> REQUIREMENTS: In the data that follows, find the line containing "of the farm"; then quote that line and every line after it, exactly, through the last one.

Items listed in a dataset
====================

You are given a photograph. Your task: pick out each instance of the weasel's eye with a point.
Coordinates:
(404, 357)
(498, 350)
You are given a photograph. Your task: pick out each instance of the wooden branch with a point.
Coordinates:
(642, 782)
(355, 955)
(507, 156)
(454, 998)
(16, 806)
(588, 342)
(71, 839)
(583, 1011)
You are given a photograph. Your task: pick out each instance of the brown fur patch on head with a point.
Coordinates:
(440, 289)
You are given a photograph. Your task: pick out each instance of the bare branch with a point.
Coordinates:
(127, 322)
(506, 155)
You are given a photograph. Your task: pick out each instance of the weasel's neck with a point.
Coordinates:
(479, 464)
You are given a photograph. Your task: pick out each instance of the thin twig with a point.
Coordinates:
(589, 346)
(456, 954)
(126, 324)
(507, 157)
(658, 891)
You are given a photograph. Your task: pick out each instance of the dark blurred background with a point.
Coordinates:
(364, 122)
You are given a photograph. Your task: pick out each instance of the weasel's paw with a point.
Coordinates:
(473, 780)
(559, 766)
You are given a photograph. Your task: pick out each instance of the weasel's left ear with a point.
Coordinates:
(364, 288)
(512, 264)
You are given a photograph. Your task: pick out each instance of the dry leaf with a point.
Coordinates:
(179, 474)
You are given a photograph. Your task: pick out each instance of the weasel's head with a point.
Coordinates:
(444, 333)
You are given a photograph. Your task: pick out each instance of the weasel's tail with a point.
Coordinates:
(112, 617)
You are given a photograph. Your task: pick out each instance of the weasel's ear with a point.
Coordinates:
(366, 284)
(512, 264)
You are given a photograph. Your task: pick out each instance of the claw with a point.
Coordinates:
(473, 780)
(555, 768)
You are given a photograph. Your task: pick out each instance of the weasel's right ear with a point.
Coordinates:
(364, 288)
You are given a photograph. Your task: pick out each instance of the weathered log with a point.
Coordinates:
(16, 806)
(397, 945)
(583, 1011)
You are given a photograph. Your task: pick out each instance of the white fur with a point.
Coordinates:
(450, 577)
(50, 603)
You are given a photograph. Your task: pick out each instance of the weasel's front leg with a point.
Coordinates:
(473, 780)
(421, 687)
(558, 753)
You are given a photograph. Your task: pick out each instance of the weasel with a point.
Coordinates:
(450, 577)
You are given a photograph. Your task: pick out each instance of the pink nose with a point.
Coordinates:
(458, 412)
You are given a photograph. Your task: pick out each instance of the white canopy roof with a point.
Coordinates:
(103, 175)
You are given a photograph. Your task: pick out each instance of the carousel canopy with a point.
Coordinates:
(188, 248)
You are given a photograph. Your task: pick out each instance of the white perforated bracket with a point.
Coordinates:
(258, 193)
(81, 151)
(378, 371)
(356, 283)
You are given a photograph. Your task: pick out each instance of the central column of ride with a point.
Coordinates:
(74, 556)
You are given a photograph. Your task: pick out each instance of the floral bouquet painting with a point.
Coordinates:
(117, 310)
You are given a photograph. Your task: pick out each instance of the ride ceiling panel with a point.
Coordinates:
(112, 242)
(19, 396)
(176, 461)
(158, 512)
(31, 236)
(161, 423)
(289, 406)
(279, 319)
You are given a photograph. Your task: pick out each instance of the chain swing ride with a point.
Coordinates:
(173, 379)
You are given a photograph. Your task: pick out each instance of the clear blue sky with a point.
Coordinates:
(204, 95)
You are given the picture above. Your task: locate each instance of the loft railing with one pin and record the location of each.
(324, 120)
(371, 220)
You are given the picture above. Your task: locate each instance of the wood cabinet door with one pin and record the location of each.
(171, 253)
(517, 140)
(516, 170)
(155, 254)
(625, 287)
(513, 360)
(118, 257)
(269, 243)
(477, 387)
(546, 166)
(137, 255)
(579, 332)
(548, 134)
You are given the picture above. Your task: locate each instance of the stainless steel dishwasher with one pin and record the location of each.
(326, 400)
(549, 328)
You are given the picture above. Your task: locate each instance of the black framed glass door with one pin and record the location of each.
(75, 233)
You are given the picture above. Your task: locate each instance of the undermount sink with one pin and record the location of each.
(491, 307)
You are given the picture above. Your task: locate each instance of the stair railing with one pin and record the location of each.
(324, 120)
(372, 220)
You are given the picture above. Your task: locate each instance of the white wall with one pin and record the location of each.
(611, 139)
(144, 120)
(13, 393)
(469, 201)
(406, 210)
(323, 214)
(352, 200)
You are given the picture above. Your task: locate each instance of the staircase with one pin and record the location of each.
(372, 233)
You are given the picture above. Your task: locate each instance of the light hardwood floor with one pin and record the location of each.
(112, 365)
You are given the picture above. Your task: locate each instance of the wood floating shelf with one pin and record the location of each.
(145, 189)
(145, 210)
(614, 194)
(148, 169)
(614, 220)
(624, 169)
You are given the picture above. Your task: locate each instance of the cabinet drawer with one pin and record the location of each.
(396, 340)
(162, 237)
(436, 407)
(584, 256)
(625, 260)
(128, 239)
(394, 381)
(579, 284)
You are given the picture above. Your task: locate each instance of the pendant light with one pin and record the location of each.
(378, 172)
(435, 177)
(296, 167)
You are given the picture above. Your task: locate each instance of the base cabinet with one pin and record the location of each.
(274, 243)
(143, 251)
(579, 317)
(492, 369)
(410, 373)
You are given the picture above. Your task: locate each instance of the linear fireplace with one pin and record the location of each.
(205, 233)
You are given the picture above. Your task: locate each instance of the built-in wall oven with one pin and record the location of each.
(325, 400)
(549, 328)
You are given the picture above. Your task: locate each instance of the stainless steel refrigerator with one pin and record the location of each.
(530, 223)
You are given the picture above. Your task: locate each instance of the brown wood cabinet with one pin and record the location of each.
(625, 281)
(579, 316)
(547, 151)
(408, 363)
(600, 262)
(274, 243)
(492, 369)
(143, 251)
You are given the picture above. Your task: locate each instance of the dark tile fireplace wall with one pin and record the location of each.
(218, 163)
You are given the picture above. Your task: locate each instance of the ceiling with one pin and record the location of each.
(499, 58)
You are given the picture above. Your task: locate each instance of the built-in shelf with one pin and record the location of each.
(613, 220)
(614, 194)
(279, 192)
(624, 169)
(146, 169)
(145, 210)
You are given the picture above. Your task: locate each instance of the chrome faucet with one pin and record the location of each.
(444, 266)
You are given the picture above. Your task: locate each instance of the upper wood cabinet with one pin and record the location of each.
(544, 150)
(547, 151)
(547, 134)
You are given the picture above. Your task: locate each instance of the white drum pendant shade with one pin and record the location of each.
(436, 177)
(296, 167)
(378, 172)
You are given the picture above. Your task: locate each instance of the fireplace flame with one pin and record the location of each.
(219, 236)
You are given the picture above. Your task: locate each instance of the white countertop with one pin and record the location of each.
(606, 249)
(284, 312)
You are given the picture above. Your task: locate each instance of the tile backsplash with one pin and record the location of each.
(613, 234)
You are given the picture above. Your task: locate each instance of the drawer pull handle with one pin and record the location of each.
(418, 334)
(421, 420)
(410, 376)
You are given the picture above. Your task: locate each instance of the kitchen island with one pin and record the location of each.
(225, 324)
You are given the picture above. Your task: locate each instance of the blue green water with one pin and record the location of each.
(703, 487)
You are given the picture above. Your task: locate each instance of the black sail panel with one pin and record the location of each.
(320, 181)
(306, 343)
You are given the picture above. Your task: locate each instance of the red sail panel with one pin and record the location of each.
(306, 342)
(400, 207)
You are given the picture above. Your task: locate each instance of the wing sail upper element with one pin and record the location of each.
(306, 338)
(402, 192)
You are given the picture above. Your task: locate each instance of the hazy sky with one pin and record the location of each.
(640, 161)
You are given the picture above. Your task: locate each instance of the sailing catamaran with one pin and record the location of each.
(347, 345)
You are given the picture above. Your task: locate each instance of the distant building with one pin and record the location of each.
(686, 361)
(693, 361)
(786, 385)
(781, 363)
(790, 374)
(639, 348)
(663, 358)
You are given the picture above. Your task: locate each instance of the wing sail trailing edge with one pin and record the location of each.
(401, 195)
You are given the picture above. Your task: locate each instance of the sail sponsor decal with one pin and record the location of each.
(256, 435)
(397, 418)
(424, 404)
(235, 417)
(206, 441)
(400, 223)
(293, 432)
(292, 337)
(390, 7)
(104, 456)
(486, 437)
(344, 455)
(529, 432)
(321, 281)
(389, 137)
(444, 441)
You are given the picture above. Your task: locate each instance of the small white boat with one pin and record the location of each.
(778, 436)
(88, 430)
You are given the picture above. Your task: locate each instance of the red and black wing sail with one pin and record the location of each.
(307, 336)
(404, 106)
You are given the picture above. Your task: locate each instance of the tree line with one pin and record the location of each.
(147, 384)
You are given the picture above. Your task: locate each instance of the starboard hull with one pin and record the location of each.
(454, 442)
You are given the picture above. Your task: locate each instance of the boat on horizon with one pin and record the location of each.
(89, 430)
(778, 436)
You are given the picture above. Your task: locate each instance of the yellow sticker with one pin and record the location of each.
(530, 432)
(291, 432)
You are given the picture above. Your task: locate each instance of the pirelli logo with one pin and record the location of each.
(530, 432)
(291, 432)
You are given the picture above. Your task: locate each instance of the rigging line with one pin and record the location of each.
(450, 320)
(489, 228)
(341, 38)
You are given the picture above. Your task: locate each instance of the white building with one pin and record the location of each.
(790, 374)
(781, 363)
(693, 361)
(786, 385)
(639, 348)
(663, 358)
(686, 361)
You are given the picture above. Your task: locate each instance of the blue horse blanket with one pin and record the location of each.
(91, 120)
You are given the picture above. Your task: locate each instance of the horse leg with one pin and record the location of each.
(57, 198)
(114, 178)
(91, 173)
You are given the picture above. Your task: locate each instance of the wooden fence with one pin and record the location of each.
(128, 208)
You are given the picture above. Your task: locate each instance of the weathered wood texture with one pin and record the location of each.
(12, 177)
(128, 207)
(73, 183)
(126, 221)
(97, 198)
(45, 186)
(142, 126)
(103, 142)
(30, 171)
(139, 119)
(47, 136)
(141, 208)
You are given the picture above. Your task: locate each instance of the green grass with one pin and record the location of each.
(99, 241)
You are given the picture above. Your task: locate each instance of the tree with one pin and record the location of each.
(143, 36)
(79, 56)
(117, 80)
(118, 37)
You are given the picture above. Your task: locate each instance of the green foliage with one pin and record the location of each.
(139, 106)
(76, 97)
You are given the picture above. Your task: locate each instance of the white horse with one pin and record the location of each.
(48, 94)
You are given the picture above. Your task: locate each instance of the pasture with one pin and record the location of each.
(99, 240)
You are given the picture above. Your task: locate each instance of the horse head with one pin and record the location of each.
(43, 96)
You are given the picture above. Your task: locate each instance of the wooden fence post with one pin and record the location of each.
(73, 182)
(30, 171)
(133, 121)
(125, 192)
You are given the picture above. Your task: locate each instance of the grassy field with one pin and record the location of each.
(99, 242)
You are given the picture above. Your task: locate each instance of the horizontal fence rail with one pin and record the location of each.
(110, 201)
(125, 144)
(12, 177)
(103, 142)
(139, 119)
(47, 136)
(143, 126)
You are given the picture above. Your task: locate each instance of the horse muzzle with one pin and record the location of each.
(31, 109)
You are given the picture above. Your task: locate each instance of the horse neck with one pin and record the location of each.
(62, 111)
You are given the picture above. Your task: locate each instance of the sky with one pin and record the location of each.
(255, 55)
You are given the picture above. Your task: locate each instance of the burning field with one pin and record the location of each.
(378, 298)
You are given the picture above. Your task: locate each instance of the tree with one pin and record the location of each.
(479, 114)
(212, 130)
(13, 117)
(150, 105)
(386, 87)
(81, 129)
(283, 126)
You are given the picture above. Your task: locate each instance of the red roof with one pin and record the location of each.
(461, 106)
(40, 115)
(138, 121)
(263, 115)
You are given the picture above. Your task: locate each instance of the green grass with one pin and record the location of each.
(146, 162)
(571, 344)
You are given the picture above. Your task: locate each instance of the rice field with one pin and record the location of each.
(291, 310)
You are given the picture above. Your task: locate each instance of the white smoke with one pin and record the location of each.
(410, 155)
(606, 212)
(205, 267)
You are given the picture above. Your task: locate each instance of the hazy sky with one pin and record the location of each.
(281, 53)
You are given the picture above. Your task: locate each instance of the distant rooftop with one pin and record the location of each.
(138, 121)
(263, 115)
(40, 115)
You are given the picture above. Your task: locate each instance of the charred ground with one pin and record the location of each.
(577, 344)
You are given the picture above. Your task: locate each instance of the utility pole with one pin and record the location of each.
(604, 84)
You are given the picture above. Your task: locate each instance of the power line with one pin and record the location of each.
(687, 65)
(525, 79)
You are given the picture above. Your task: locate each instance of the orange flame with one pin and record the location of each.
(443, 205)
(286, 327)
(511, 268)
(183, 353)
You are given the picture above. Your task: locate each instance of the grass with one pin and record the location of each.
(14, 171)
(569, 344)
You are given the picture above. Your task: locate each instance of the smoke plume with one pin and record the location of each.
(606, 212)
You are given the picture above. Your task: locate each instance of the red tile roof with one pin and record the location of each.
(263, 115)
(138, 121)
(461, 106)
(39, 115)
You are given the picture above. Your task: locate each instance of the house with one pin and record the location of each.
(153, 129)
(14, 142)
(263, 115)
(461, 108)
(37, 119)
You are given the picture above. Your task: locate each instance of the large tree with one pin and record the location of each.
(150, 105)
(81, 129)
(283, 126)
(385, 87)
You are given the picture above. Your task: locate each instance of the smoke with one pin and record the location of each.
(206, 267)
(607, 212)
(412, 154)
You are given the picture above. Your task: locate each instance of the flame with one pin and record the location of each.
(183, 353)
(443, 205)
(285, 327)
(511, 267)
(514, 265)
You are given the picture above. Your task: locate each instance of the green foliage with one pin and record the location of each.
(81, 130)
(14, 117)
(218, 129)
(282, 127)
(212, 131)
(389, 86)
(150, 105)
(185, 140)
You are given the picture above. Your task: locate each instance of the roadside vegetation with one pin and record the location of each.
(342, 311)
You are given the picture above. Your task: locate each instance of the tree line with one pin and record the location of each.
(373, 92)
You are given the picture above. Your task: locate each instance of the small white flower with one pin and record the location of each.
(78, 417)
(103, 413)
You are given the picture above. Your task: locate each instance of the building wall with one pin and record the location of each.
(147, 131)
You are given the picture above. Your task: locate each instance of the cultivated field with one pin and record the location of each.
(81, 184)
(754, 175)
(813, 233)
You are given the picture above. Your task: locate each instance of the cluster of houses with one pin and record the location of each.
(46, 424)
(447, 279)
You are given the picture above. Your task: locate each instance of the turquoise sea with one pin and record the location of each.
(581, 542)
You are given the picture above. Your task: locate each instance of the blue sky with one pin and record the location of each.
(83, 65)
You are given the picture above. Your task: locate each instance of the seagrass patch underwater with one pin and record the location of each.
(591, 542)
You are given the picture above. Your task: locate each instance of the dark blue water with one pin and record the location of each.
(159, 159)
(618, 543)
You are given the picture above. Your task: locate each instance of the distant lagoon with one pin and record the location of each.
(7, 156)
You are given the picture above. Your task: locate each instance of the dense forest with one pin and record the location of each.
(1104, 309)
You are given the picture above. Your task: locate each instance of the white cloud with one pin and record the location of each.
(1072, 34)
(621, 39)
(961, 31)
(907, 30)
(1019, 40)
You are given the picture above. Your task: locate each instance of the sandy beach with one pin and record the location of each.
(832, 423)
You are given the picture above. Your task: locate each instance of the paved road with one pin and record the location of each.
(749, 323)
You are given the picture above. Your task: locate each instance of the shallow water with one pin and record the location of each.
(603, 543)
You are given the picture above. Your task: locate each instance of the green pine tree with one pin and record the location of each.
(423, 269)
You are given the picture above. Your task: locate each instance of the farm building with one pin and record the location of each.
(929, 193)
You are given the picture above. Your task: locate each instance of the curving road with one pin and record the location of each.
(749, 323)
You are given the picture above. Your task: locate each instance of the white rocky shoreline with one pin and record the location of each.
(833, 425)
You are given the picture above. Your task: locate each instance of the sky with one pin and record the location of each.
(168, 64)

====================

> OUTPUT OF THE EXERCISE:
You are given the picture above. Your task: locate each instance of the farm building with one pin and record the location of each.
(929, 193)
You are given the picture above. Your task: locate each instance of the curving road with one pin and record the location of each.
(749, 323)
You are given the picture above. Your task: locate each instance of the white rocky shoreline with one pin and record the location of each.
(833, 425)
You are given the picture above. Your task: locate each instance of the sky with one pin and record the location of each.
(168, 64)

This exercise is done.